● PROVIDED MATERIAL:
============================================================

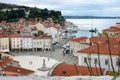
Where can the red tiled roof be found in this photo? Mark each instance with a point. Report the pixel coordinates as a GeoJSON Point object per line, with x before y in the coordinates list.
{"type": "Point", "coordinates": [80, 39]}
{"type": "Point", "coordinates": [8, 73]}
{"type": "Point", "coordinates": [64, 69]}
{"type": "Point", "coordinates": [113, 29]}
{"type": "Point", "coordinates": [103, 48]}
{"type": "Point", "coordinates": [5, 61]}
{"type": "Point", "coordinates": [19, 70]}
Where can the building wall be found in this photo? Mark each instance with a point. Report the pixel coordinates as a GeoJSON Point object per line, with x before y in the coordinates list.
{"type": "Point", "coordinates": [16, 43]}
{"type": "Point", "coordinates": [103, 59]}
{"type": "Point", "coordinates": [52, 32]}
{"type": "Point", "coordinates": [6, 55]}
{"type": "Point", "coordinates": [27, 43]}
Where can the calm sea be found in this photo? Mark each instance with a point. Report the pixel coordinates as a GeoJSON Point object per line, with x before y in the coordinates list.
{"type": "Point", "coordinates": [87, 24]}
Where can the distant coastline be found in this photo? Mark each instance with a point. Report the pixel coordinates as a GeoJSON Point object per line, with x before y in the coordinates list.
{"type": "Point", "coordinates": [89, 17]}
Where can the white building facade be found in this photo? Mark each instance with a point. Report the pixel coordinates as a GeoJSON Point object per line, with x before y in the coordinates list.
{"type": "Point", "coordinates": [16, 42]}
{"type": "Point", "coordinates": [78, 44]}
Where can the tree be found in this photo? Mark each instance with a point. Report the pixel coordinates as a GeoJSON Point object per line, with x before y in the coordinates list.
{"type": "Point", "coordinates": [99, 59]}
{"type": "Point", "coordinates": [108, 41]}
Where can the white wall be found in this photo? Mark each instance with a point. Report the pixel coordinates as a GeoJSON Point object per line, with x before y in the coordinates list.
{"type": "Point", "coordinates": [15, 42]}
{"type": "Point", "coordinates": [26, 43]}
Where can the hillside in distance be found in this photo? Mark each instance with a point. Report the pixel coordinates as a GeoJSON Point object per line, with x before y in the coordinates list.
{"type": "Point", "coordinates": [12, 12]}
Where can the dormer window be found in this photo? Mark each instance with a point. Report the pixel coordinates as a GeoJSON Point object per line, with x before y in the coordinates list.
{"type": "Point", "coordinates": [18, 70]}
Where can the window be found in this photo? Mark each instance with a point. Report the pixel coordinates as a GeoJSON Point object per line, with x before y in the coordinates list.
{"type": "Point", "coordinates": [106, 61]}
{"type": "Point", "coordinates": [85, 60]}
{"type": "Point", "coordinates": [117, 63]}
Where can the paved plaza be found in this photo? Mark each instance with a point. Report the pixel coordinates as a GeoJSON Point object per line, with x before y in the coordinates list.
{"type": "Point", "coordinates": [35, 63]}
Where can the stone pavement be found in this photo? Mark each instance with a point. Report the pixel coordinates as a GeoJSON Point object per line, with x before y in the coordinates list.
{"type": "Point", "coordinates": [57, 55]}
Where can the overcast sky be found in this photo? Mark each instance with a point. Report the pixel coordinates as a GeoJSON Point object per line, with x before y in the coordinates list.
{"type": "Point", "coordinates": [75, 7]}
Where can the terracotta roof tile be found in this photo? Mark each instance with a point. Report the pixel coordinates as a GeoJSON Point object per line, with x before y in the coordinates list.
{"type": "Point", "coordinates": [64, 69]}
{"type": "Point", "coordinates": [5, 61]}
{"type": "Point", "coordinates": [80, 39]}
{"type": "Point", "coordinates": [8, 73]}
{"type": "Point", "coordinates": [97, 39]}
{"type": "Point", "coordinates": [112, 28]}
{"type": "Point", "coordinates": [103, 48]}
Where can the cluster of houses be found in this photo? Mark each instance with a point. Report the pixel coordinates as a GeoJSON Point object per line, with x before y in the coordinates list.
{"type": "Point", "coordinates": [28, 35]}
{"type": "Point", "coordinates": [97, 49]}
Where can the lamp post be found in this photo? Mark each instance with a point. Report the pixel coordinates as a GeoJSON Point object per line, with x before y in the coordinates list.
{"type": "Point", "coordinates": [99, 58]}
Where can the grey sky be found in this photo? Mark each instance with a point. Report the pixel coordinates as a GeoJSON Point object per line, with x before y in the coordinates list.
{"type": "Point", "coordinates": [75, 7]}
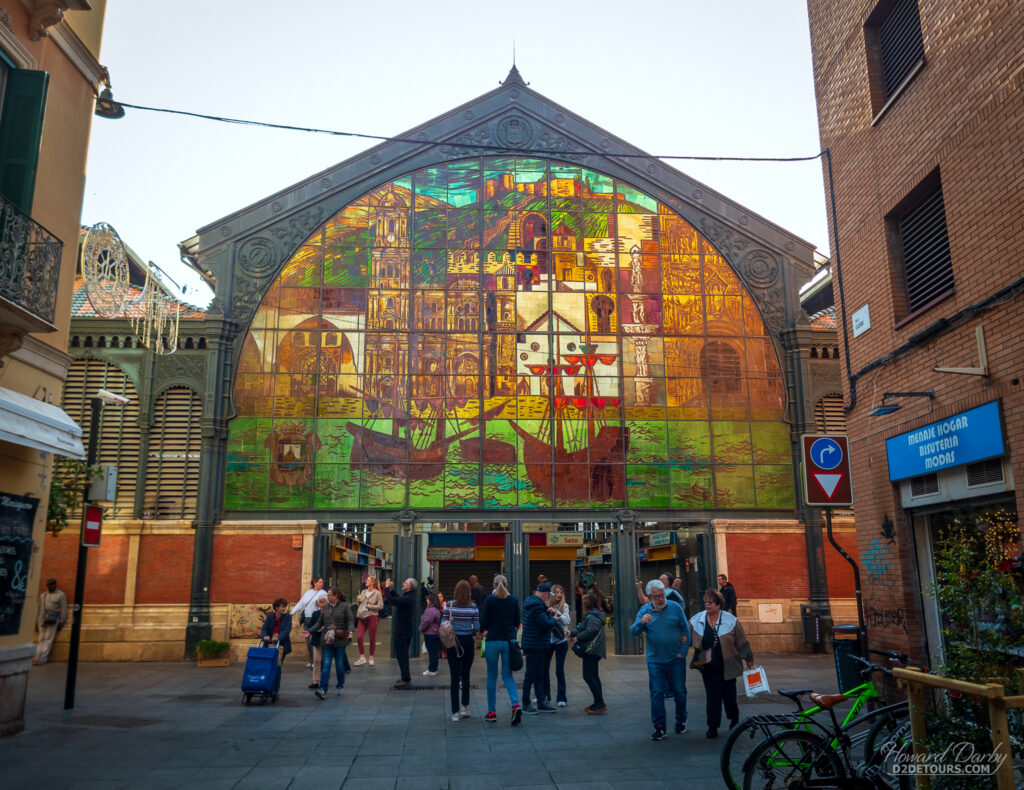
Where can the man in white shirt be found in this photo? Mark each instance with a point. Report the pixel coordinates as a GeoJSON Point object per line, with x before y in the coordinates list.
{"type": "Point", "coordinates": [307, 605]}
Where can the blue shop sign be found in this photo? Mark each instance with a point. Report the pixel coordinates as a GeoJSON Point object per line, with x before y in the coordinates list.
{"type": "Point", "coordinates": [965, 438]}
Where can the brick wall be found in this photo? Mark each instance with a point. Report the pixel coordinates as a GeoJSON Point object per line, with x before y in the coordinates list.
{"type": "Point", "coordinates": [164, 569]}
{"type": "Point", "coordinates": [964, 115]}
{"type": "Point", "coordinates": [254, 569]}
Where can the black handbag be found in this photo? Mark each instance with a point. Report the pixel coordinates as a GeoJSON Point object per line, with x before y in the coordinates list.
{"type": "Point", "coordinates": [515, 656]}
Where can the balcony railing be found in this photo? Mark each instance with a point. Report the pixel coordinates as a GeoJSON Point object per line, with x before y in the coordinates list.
{"type": "Point", "coordinates": [30, 264]}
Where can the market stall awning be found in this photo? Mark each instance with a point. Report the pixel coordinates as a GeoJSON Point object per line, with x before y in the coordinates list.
{"type": "Point", "coordinates": [30, 422]}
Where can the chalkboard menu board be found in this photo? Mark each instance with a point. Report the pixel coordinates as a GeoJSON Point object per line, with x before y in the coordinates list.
{"type": "Point", "coordinates": [16, 515]}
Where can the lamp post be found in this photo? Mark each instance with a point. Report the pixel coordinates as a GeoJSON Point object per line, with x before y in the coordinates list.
{"type": "Point", "coordinates": [96, 407]}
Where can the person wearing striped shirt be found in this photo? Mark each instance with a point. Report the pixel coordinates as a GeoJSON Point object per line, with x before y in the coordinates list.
{"type": "Point", "coordinates": [465, 618]}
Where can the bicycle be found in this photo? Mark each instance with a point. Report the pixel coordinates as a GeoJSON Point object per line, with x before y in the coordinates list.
{"type": "Point", "coordinates": [751, 732]}
{"type": "Point", "coordinates": [805, 759]}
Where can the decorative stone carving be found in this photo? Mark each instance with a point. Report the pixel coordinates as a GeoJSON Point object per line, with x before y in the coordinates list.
{"type": "Point", "coordinates": [760, 267]}
{"type": "Point", "coordinates": [258, 257]}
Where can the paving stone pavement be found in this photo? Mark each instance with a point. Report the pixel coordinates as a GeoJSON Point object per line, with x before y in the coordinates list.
{"type": "Point", "coordinates": [157, 725]}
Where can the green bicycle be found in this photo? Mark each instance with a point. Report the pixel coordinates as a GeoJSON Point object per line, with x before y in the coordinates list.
{"type": "Point", "coordinates": [751, 732]}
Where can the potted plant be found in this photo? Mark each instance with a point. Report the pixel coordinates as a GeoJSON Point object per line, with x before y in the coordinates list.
{"type": "Point", "coordinates": [213, 654]}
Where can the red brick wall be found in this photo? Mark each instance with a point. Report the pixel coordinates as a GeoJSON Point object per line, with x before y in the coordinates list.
{"type": "Point", "coordinates": [104, 579]}
{"type": "Point", "coordinates": [254, 569]}
{"type": "Point", "coordinates": [783, 577]}
{"type": "Point", "coordinates": [962, 114]}
{"type": "Point", "coordinates": [164, 569]}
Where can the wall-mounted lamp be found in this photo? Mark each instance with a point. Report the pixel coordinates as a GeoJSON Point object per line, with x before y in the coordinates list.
{"type": "Point", "coordinates": [888, 405]}
{"type": "Point", "coordinates": [107, 107]}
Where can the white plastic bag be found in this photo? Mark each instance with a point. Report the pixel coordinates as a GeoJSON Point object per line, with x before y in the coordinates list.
{"type": "Point", "coordinates": [756, 681]}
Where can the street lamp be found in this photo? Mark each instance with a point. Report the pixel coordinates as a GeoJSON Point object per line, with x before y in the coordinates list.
{"type": "Point", "coordinates": [96, 407]}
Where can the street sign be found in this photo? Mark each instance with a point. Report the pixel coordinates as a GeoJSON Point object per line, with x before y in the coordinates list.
{"type": "Point", "coordinates": [92, 524]}
{"type": "Point", "coordinates": [826, 469]}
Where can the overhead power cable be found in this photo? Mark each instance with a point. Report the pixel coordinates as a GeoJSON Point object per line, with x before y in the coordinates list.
{"type": "Point", "coordinates": [459, 142]}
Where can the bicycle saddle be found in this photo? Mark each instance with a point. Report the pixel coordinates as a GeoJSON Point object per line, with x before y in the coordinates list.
{"type": "Point", "coordinates": [827, 701]}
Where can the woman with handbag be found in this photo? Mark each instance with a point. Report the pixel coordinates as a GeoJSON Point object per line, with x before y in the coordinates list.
{"type": "Point", "coordinates": [464, 619]}
{"type": "Point", "coordinates": [500, 623]}
{"type": "Point", "coordinates": [589, 646]}
{"type": "Point", "coordinates": [370, 604]}
{"type": "Point", "coordinates": [559, 645]}
{"type": "Point", "coordinates": [336, 626]}
{"type": "Point", "coordinates": [429, 623]}
{"type": "Point", "coordinates": [721, 650]}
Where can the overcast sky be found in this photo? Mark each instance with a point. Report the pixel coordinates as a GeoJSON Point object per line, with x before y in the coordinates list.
{"type": "Point", "coordinates": [722, 78]}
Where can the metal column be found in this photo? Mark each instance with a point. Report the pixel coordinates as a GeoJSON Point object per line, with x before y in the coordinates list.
{"type": "Point", "coordinates": [625, 567]}
{"type": "Point", "coordinates": [517, 562]}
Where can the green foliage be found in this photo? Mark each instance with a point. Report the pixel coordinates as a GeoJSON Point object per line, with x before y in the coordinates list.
{"type": "Point", "coordinates": [212, 648]}
{"type": "Point", "coordinates": [979, 581]}
{"type": "Point", "coordinates": [70, 476]}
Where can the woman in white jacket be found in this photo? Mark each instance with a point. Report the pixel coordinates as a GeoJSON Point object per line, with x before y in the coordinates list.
{"type": "Point", "coordinates": [559, 645]}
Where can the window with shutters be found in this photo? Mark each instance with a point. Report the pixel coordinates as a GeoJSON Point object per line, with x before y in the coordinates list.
{"type": "Point", "coordinates": [172, 464]}
{"type": "Point", "coordinates": [828, 414]}
{"type": "Point", "coordinates": [119, 431]}
{"type": "Point", "coordinates": [895, 50]}
{"type": "Point", "coordinates": [920, 251]}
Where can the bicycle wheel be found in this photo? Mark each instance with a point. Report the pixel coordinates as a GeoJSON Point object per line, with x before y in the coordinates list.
{"type": "Point", "coordinates": [890, 740]}
{"type": "Point", "coordinates": [788, 760]}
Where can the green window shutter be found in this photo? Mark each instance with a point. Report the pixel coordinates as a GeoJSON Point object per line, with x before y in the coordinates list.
{"type": "Point", "coordinates": [20, 132]}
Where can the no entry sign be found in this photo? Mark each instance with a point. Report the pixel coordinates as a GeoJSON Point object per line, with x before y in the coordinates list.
{"type": "Point", "coordinates": [826, 469]}
{"type": "Point", "coordinates": [92, 524]}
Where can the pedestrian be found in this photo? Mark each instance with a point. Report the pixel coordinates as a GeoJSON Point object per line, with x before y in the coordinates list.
{"type": "Point", "coordinates": [465, 619]}
{"type": "Point", "coordinates": [559, 646]}
{"type": "Point", "coordinates": [721, 650]}
{"type": "Point", "coordinates": [590, 633]}
{"type": "Point", "coordinates": [370, 603]}
{"type": "Point", "coordinates": [668, 638]}
{"type": "Point", "coordinates": [51, 614]}
{"type": "Point", "coordinates": [478, 592]}
{"type": "Point", "coordinates": [671, 592]}
{"type": "Point", "coordinates": [278, 627]}
{"type": "Point", "coordinates": [314, 641]}
{"type": "Point", "coordinates": [429, 623]}
{"type": "Point", "coordinates": [337, 617]}
{"type": "Point", "coordinates": [403, 609]}
{"type": "Point", "coordinates": [538, 622]}
{"type": "Point", "coordinates": [728, 593]}
{"type": "Point", "coordinates": [306, 609]}
{"type": "Point", "coordinates": [500, 623]}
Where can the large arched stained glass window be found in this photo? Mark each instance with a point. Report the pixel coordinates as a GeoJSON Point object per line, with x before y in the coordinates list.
{"type": "Point", "coordinates": [507, 333]}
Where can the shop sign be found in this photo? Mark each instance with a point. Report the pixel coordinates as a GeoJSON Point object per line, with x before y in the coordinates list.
{"type": "Point", "coordinates": [435, 553]}
{"type": "Point", "coordinates": [16, 516]}
{"type": "Point", "coordinates": [564, 538]}
{"type": "Point", "coordinates": [965, 438]}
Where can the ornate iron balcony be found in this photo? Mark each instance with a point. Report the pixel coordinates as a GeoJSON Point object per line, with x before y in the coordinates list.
{"type": "Point", "coordinates": [30, 264]}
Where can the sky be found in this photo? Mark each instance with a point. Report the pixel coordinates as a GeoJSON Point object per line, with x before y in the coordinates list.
{"type": "Point", "coordinates": [672, 77]}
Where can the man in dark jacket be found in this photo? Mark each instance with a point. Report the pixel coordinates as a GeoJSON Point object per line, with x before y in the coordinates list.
{"type": "Point", "coordinates": [728, 592]}
{"type": "Point", "coordinates": [403, 609]}
{"type": "Point", "coordinates": [538, 623]}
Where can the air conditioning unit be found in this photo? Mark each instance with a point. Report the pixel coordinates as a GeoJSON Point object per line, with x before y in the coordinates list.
{"type": "Point", "coordinates": [973, 480]}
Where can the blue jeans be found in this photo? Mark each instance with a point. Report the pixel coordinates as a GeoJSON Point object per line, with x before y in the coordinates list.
{"type": "Point", "coordinates": [491, 653]}
{"type": "Point", "coordinates": [334, 654]}
{"type": "Point", "coordinates": [664, 677]}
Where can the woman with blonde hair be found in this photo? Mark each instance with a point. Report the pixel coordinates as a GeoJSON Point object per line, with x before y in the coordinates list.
{"type": "Point", "coordinates": [465, 619]}
{"type": "Point", "coordinates": [500, 623]}
{"type": "Point", "coordinates": [559, 645]}
{"type": "Point", "coordinates": [370, 604]}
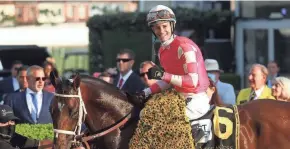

============================================================

● EXERCISE BRIEF: Starting at the line that has "Where can the woman with blonde" and continuing to the end of the records, write the lines out again, but replace "blonde" with "red" and keep everything else the same. Leave the pictures out.

● RESPONSE TO THIS TASK:
Where can the woman with red hair be found in this photo? Mark each instance with a point. Report the pixel coordinates as a GeoJSON Point object per line, with x before y in the coordinates list.
{"type": "Point", "coordinates": [465, 619]}
{"type": "Point", "coordinates": [500, 623]}
{"type": "Point", "coordinates": [559, 645]}
{"type": "Point", "coordinates": [370, 604]}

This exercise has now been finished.